## WHAT TO WORK ON
Recast the stretch of the listing below, from its start through the line containing "point(197, 120)", as a Markdown table with the columns Index and Text. Give one numbered row per line, and omit blank lines and the pictures.

·····

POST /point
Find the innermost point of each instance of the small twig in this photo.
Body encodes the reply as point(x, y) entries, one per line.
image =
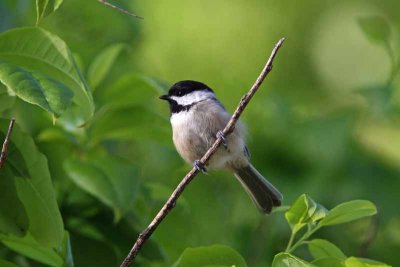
point(3, 154)
point(168, 206)
point(119, 9)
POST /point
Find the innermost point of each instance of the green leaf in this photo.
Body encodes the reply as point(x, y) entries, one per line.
point(381, 139)
point(215, 255)
point(329, 262)
point(132, 90)
point(4, 263)
point(303, 211)
point(37, 51)
point(320, 248)
point(360, 262)
point(110, 179)
point(36, 88)
point(102, 64)
point(288, 260)
point(45, 7)
point(66, 252)
point(132, 123)
point(13, 218)
point(375, 28)
point(34, 188)
point(349, 211)
point(6, 100)
point(29, 247)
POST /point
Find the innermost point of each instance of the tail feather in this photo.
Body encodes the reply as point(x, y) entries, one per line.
point(264, 195)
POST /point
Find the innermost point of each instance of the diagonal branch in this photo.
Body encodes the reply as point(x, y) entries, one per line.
point(3, 154)
point(170, 204)
point(120, 9)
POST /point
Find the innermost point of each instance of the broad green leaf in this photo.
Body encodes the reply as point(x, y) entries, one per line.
point(132, 90)
point(349, 211)
point(215, 255)
point(37, 51)
point(360, 262)
point(320, 248)
point(91, 253)
point(329, 262)
point(13, 218)
point(29, 247)
point(375, 28)
point(131, 123)
point(102, 64)
point(34, 188)
point(303, 211)
point(36, 88)
point(45, 7)
point(288, 260)
point(4, 263)
point(110, 179)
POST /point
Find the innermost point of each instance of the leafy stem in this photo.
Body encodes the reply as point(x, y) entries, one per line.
point(299, 242)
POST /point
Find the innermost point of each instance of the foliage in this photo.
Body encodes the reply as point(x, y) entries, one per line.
point(91, 159)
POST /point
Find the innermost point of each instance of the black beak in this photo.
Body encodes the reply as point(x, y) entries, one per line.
point(165, 97)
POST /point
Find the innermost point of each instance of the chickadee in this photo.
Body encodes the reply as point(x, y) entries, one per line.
point(197, 118)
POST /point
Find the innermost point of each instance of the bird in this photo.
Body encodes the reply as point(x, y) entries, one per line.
point(197, 120)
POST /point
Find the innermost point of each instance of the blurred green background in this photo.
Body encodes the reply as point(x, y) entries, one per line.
point(325, 122)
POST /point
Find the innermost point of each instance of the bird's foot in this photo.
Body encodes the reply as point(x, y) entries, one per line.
point(221, 135)
point(200, 167)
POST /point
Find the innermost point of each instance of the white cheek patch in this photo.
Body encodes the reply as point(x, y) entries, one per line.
point(193, 97)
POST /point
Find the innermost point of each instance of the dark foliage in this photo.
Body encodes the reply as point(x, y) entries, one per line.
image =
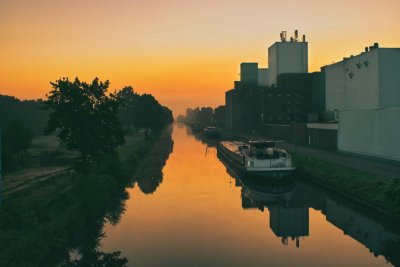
point(206, 116)
point(16, 138)
point(29, 112)
point(85, 117)
point(142, 111)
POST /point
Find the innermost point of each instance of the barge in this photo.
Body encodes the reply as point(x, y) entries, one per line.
point(257, 158)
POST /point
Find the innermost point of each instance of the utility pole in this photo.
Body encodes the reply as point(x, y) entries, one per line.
point(1, 172)
point(295, 126)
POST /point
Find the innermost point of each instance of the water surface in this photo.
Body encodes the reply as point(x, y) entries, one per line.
point(199, 213)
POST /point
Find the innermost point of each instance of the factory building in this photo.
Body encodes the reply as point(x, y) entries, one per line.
point(287, 57)
point(263, 77)
point(364, 91)
point(249, 73)
point(370, 80)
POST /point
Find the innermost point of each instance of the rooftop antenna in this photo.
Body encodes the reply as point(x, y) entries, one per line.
point(283, 36)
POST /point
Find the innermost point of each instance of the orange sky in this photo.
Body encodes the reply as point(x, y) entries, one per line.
point(186, 53)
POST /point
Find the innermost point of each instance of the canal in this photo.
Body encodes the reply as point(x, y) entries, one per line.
point(194, 211)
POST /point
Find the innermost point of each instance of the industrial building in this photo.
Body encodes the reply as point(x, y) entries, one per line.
point(370, 80)
point(321, 109)
point(287, 57)
point(281, 94)
point(364, 91)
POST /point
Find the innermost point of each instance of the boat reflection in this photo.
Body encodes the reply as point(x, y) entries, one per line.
point(288, 203)
point(287, 221)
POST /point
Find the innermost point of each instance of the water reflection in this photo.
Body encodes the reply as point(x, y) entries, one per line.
point(149, 173)
point(288, 203)
point(287, 221)
point(200, 213)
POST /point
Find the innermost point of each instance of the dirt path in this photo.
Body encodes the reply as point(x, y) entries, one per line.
point(28, 177)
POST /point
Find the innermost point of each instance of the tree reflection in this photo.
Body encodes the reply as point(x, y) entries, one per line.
point(149, 173)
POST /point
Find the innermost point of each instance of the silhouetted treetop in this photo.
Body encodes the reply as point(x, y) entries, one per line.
point(85, 117)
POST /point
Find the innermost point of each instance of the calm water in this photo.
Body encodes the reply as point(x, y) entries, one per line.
point(199, 214)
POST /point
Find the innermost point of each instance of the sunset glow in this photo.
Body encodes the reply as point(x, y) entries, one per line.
point(186, 53)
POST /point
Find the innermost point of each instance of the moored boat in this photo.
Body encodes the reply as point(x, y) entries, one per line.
point(258, 158)
point(211, 131)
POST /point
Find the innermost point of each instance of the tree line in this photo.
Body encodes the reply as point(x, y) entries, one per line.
point(84, 116)
point(204, 116)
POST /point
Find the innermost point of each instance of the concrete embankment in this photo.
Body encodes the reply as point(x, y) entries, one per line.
point(370, 182)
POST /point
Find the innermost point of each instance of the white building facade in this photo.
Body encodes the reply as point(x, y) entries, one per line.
point(287, 57)
point(370, 80)
point(365, 92)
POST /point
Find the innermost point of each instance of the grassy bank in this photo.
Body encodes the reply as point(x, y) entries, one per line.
point(60, 219)
point(379, 193)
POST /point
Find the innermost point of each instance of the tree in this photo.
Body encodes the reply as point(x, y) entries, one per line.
point(149, 114)
point(128, 100)
point(86, 119)
point(17, 138)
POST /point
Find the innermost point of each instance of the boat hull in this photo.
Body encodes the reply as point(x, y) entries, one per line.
point(272, 173)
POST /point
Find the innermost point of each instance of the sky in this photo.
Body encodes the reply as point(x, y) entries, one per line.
point(185, 53)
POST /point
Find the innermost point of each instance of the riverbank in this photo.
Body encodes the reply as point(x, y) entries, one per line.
point(374, 192)
point(346, 176)
point(59, 218)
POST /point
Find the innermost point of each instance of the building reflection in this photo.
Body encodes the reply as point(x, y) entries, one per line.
point(288, 222)
point(288, 204)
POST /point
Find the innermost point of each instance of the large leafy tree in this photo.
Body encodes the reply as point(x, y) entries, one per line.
point(85, 117)
point(128, 100)
point(150, 115)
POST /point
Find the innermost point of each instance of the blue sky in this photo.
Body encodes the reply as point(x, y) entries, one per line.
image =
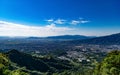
point(59, 17)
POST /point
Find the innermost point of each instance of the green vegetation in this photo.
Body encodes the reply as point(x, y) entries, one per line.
point(5, 67)
point(18, 63)
point(110, 65)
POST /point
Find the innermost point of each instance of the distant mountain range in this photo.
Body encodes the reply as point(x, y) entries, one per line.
point(64, 37)
point(113, 39)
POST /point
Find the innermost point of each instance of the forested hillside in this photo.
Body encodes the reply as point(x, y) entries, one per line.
point(18, 63)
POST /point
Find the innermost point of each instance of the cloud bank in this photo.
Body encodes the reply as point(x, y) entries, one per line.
point(12, 29)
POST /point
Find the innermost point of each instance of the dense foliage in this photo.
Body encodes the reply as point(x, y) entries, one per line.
point(18, 63)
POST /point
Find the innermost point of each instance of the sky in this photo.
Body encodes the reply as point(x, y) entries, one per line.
point(59, 17)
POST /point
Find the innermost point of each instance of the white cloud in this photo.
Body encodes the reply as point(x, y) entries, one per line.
point(75, 22)
point(12, 29)
point(60, 21)
point(49, 20)
point(81, 21)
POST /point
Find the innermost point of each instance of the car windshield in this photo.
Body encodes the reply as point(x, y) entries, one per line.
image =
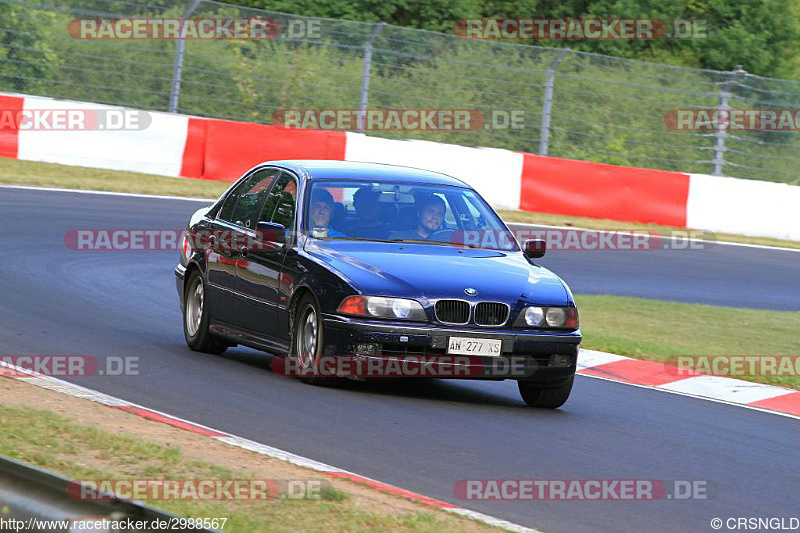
point(403, 212)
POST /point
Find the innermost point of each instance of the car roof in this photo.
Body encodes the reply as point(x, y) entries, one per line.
point(352, 170)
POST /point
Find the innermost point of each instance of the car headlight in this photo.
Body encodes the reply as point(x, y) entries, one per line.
point(382, 307)
point(548, 317)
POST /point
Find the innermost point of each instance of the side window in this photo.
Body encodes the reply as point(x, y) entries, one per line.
point(242, 204)
point(280, 204)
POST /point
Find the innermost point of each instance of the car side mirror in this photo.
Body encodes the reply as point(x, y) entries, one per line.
point(271, 232)
point(534, 248)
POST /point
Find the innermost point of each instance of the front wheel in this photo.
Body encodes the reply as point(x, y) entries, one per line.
point(306, 345)
point(536, 395)
point(195, 318)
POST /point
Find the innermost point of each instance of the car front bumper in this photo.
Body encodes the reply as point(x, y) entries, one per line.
point(525, 355)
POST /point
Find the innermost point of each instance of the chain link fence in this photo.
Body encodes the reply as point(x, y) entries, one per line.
point(575, 105)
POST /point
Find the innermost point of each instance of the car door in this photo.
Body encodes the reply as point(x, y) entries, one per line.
point(229, 229)
point(260, 278)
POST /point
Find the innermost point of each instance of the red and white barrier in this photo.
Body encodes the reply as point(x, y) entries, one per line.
point(193, 147)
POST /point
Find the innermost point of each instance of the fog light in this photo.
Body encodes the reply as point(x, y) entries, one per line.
point(367, 349)
point(560, 359)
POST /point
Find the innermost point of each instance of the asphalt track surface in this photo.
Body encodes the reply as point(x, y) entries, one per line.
point(420, 435)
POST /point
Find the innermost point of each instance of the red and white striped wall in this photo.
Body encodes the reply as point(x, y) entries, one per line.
point(193, 147)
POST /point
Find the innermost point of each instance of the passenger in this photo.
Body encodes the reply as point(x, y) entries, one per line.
point(430, 217)
point(368, 210)
point(321, 213)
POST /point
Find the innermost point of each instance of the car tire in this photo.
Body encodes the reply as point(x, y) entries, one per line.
point(536, 395)
point(196, 319)
point(306, 340)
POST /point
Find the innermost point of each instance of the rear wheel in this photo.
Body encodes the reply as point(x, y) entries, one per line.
point(536, 395)
point(195, 318)
point(306, 345)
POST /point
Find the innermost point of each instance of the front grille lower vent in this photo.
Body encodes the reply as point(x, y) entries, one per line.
point(452, 311)
point(491, 313)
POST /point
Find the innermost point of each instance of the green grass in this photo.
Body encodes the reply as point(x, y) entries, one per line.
point(655, 330)
point(35, 174)
point(54, 442)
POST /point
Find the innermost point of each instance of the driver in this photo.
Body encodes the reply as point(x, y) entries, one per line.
point(321, 213)
point(430, 217)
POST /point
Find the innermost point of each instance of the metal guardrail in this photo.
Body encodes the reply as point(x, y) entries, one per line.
point(31, 496)
point(576, 105)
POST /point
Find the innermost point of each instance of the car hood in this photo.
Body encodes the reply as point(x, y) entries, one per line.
point(433, 271)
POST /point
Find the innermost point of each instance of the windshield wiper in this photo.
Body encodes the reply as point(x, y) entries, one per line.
point(419, 241)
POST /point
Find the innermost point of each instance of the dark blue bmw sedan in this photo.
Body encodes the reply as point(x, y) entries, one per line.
point(360, 270)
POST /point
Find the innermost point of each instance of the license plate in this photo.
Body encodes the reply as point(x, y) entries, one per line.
point(468, 346)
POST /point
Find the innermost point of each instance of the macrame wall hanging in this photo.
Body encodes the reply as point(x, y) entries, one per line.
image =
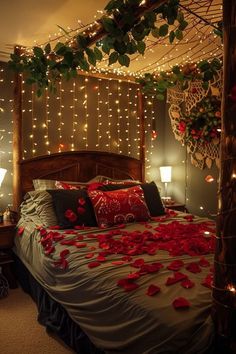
point(195, 116)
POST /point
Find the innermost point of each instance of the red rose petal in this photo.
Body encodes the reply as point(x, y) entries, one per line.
point(193, 267)
point(94, 264)
point(81, 201)
point(64, 253)
point(203, 262)
point(176, 278)
point(187, 284)
point(89, 255)
point(138, 263)
point(152, 290)
point(101, 258)
point(80, 210)
point(20, 231)
point(133, 276)
point(80, 244)
point(131, 286)
point(175, 265)
point(117, 262)
point(181, 303)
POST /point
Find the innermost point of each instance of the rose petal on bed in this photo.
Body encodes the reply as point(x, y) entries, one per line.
point(80, 210)
point(80, 244)
point(64, 263)
point(127, 258)
point(117, 262)
point(181, 303)
point(176, 278)
point(208, 281)
point(94, 264)
point(193, 267)
point(101, 258)
point(133, 276)
point(89, 255)
point(152, 290)
point(94, 186)
point(80, 238)
point(131, 286)
point(43, 232)
point(175, 265)
point(49, 250)
point(187, 284)
point(138, 263)
point(70, 232)
point(68, 242)
point(64, 253)
point(20, 231)
point(203, 262)
point(81, 201)
point(189, 217)
point(55, 227)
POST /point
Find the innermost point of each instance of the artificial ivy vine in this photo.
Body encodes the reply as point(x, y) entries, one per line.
point(204, 71)
point(120, 33)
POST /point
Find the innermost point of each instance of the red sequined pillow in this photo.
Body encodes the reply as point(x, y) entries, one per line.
point(70, 185)
point(119, 206)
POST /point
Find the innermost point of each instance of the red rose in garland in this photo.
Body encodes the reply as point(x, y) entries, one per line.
point(203, 123)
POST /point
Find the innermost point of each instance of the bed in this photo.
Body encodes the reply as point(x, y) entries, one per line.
point(130, 287)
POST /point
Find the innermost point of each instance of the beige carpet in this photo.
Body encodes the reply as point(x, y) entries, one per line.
point(20, 331)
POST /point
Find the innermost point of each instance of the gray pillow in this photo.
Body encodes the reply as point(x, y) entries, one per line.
point(38, 206)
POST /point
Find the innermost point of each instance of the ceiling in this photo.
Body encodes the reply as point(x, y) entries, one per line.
point(28, 22)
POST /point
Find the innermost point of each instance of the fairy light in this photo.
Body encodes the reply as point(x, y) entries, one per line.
point(137, 139)
point(119, 117)
point(47, 120)
point(127, 130)
point(85, 104)
point(74, 100)
point(60, 113)
point(109, 116)
point(33, 122)
point(99, 116)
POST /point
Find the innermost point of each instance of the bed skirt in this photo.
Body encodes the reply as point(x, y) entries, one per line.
point(52, 315)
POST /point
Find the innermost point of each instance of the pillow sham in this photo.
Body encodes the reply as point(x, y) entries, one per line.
point(151, 195)
point(44, 184)
point(38, 206)
point(119, 206)
point(106, 179)
point(72, 208)
point(70, 185)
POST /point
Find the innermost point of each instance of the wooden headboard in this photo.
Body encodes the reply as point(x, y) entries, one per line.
point(78, 166)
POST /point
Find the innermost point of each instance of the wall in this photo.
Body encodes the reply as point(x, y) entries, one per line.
point(189, 185)
point(6, 105)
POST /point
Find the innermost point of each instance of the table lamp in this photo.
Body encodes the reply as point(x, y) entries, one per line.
point(165, 172)
point(2, 174)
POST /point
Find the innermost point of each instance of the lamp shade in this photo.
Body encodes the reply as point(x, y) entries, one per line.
point(165, 173)
point(2, 174)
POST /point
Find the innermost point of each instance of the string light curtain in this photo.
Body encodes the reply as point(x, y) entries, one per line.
point(87, 113)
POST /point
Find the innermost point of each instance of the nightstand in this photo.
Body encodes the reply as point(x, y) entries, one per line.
point(7, 232)
point(177, 207)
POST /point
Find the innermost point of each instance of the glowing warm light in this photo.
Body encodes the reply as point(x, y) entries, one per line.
point(209, 179)
point(231, 288)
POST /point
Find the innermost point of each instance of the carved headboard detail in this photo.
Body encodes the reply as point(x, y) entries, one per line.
point(79, 166)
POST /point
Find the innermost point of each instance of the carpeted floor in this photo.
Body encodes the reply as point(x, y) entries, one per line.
point(20, 331)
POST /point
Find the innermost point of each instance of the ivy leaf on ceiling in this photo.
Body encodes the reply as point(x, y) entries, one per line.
point(120, 33)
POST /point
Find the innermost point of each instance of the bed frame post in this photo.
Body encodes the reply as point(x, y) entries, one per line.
point(142, 130)
point(224, 290)
point(17, 138)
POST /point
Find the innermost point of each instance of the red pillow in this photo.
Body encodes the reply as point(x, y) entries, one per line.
point(119, 206)
point(65, 185)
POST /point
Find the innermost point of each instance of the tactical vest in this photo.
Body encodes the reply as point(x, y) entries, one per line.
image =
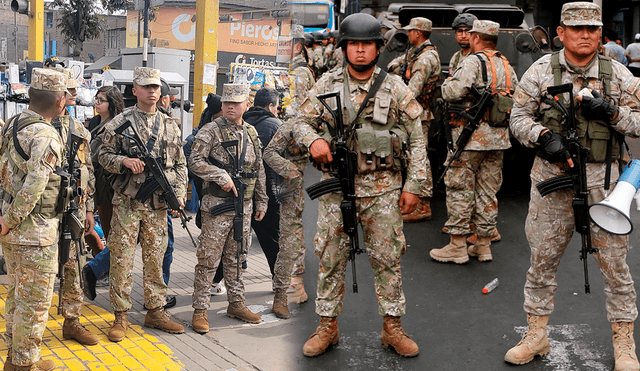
point(596, 135)
point(381, 144)
point(499, 112)
point(249, 174)
point(46, 205)
point(427, 92)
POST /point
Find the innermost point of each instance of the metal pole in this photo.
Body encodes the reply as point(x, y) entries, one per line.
point(145, 40)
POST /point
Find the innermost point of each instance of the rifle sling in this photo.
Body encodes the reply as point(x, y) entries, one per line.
point(372, 91)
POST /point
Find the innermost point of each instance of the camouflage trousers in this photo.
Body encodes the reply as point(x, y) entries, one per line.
point(549, 228)
point(72, 294)
point(384, 242)
point(426, 189)
point(472, 183)
point(31, 271)
point(128, 227)
point(290, 260)
point(217, 236)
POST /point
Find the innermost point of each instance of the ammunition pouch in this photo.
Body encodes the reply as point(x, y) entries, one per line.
point(500, 110)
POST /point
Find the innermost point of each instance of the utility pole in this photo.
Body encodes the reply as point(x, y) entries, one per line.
point(207, 18)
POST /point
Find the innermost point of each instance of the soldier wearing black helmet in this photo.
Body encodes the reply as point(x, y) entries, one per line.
point(388, 106)
point(461, 26)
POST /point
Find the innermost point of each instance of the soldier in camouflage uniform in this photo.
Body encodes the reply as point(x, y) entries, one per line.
point(474, 179)
point(29, 222)
point(210, 161)
point(612, 111)
point(288, 159)
point(72, 294)
point(379, 191)
point(461, 26)
point(134, 220)
point(421, 75)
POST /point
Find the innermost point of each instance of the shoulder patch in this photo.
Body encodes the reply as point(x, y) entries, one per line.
point(520, 97)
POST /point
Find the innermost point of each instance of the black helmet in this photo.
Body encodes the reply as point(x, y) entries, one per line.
point(464, 20)
point(360, 27)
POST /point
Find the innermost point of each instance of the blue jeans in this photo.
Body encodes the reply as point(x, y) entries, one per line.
point(101, 262)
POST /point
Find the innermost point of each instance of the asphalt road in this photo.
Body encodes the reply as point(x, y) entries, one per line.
point(456, 326)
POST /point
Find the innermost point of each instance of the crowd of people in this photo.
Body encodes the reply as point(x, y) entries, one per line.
point(247, 164)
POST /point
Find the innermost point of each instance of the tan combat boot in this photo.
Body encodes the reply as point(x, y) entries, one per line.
point(326, 334)
point(280, 306)
point(41, 365)
point(482, 249)
point(72, 329)
point(295, 292)
point(200, 321)
point(118, 331)
point(158, 318)
point(455, 251)
point(422, 212)
point(624, 347)
point(393, 335)
point(240, 311)
point(494, 238)
point(533, 343)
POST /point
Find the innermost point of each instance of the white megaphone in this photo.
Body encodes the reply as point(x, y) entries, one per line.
point(612, 214)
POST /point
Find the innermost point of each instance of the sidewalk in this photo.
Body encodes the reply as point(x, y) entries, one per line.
point(230, 345)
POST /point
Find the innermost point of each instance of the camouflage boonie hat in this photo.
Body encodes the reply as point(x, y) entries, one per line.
point(72, 83)
point(146, 76)
point(235, 93)
point(48, 80)
point(297, 31)
point(485, 27)
point(419, 23)
point(581, 13)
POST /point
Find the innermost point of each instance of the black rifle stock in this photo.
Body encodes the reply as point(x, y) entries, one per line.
point(238, 202)
point(577, 175)
point(345, 162)
point(472, 114)
point(70, 226)
point(158, 179)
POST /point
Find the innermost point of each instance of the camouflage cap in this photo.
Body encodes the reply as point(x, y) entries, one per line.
point(48, 80)
point(146, 76)
point(72, 83)
point(485, 27)
point(581, 13)
point(419, 23)
point(235, 93)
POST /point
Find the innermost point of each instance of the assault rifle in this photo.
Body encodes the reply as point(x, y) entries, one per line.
point(577, 177)
point(472, 114)
point(158, 178)
point(70, 226)
point(345, 161)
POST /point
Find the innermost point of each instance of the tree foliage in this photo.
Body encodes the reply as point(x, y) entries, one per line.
point(79, 21)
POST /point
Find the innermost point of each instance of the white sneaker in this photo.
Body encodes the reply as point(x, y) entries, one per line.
point(218, 289)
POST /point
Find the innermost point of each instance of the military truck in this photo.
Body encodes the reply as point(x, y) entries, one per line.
point(521, 44)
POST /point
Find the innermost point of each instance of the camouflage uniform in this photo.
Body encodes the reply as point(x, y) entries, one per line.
point(424, 69)
point(217, 231)
point(289, 160)
point(133, 220)
point(72, 294)
point(30, 190)
point(554, 211)
point(377, 193)
point(456, 60)
point(473, 181)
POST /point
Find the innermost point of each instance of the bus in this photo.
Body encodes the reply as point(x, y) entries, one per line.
point(314, 15)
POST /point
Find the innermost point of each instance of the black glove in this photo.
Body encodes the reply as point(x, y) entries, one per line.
point(552, 148)
point(597, 108)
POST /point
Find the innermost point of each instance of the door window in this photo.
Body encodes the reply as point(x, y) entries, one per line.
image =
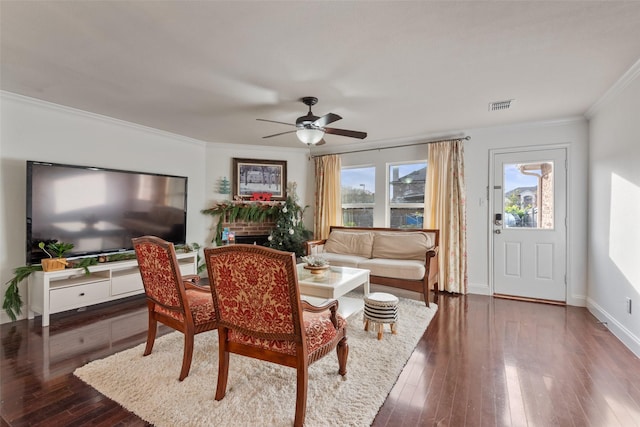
point(528, 195)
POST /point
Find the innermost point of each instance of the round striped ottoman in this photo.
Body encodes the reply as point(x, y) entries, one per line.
point(380, 308)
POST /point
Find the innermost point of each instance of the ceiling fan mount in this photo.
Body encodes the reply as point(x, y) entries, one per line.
point(310, 129)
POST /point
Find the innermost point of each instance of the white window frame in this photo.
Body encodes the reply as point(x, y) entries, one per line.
point(388, 204)
point(371, 206)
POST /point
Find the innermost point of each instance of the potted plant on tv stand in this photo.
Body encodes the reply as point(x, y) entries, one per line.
point(59, 249)
point(12, 302)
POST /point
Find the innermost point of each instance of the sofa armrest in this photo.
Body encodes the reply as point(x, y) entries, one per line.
point(431, 264)
point(309, 245)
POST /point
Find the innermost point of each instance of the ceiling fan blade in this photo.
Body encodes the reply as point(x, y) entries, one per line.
point(278, 134)
point(326, 119)
point(273, 121)
point(344, 132)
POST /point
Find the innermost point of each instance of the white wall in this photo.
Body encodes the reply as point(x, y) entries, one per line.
point(572, 134)
point(36, 130)
point(614, 209)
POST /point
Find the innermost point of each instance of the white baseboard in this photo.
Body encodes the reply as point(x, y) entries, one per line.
point(631, 341)
point(478, 289)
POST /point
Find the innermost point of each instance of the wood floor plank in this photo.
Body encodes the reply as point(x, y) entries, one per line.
point(482, 362)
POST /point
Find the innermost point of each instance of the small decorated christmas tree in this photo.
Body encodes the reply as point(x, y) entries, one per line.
point(289, 233)
point(225, 186)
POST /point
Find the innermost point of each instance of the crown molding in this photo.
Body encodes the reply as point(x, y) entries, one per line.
point(106, 119)
point(624, 81)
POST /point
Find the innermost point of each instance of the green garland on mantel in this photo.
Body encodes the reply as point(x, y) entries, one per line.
point(241, 211)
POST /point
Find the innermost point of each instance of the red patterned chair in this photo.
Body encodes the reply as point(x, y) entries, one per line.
point(172, 299)
point(260, 315)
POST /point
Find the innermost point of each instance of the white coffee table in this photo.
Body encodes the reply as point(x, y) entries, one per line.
point(334, 284)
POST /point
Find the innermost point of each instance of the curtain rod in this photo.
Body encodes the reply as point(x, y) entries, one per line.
point(465, 138)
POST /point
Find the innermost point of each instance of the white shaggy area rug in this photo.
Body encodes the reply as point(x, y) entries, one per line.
point(259, 393)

·····

## FULL SOLUTION
| Index | Text |
|---|---|
| 1 | POST /point |
| 2 | Find the innermost point of each instance of the small twig in this photo. |
| 3 | Body encodes the reply as point(x, y) entries, one per line. |
| 4 | image = |
| 5 | point(3, 154) |
| 6 | point(168, 206) |
| 7 | point(119, 9) |
| 8 | POST /point |
| 9 | Find the innermost point of each instance of the green leaf in this photo. |
| 10 | Body encodes the reply as point(x, y) entries, one per line. |
| 11 | point(381, 139) |
| 12 | point(215, 255) |
| 13 | point(329, 262) |
| 14 | point(132, 90) |
| 15 | point(4, 263) |
| 16 | point(303, 211) |
| 17 | point(37, 51) |
| 18 | point(320, 248) |
| 19 | point(360, 262) |
| 20 | point(110, 179) |
| 21 | point(36, 88) |
| 22 | point(102, 64) |
| 23 | point(288, 260) |
| 24 | point(45, 7) |
| 25 | point(66, 252) |
| 26 | point(132, 123) |
| 27 | point(13, 218) |
| 28 | point(375, 28) |
| 29 | point(34, 188) |
| 30 | point(349, 211) |
| 31 | point(6, 100) |
| 32 | point(29, 247) |
| 33 | POST /point |
| 34 | Find the innermost point of each instance of the tail feather in this photo. |
| 35 | Body encodes the reply as point(x, y) entries, one per line. |
| 36 | point(264, 195) |
| 37 | POST /point |
| 38 | Find the innermost point of each instance of the diagonal branch in this photo. |
| 39 | Body encodes the reply as point(x, y) entries, one per line. |
| 40 | point(3, 154) |
| 41 | point(170, 204) |
| 42 | point(120, 9) |
| 43 | POST /point |
| 44 | Find the innermost point of each instance of the broad green leaf in this photo. |
| 45 | Body encodes the reply as point(x, y) entries, one per line. |
| 46 | point(132, 90) |
| 47 | point(349, 211) |
| 48 | point(215, 255) |
| 49 | point(37, 51) |
| 50 | point(360, 262) |
| 51 | point(320, 248) |
| 52 | point(91, 253) |
| 53 | point(329, 262) |
| 54 | point(13, 218) |
| 55 | point(29, 247) |
| 56 | point(375, 28) |
| 57 | point(131, 123) |
| 58 | point(102, 64) |
| 59 | point(34, 188) |
| 60 | point(303, 211) |
| 61 | point(36, 88) |
| 62 | point(45, 7) |
| 63 | point(288, 260) |
| 64 | point(4, 263) |
| 65 | point(110, 179) |
| 66 | POST /point |
| 67 | Find the innermost point of each instance of the leafy stem in this photo. |
| 68 | Body encodes the reply as point(x, y) entries, one per line. |
| 69 | point(299, 242) |
| 70 | POST /point |
| 71 | Find the innermost point of each instance of the foliage in this photo. |
| 72 | Body encodes the reply as point(x, y) entries, one per line. |
| 73 | point(91, 159) |
| 74 | POST /point |
| 75 | Find the innermost point of each instance of the black beak in this photo. |
| 76 | Body encodes the reply as point(x, y) entries, one per line. |
| 77 | point(165, 97) |
| 78 | POST /point |
| 79 | Find the innermost point of each instance of the chickadee in this photo. |
| 80 | Body encodes the reply as point(x, y) entries, one per line. |
| 81 | point(197, 118) |
| 82 | POST /point |
| 83 | Find the innermost point of each instance of the bird in this photo. |
| 84 | Body encodes the reply as point(x, y) entries, one per line. |
| 85 | point(197, 120) |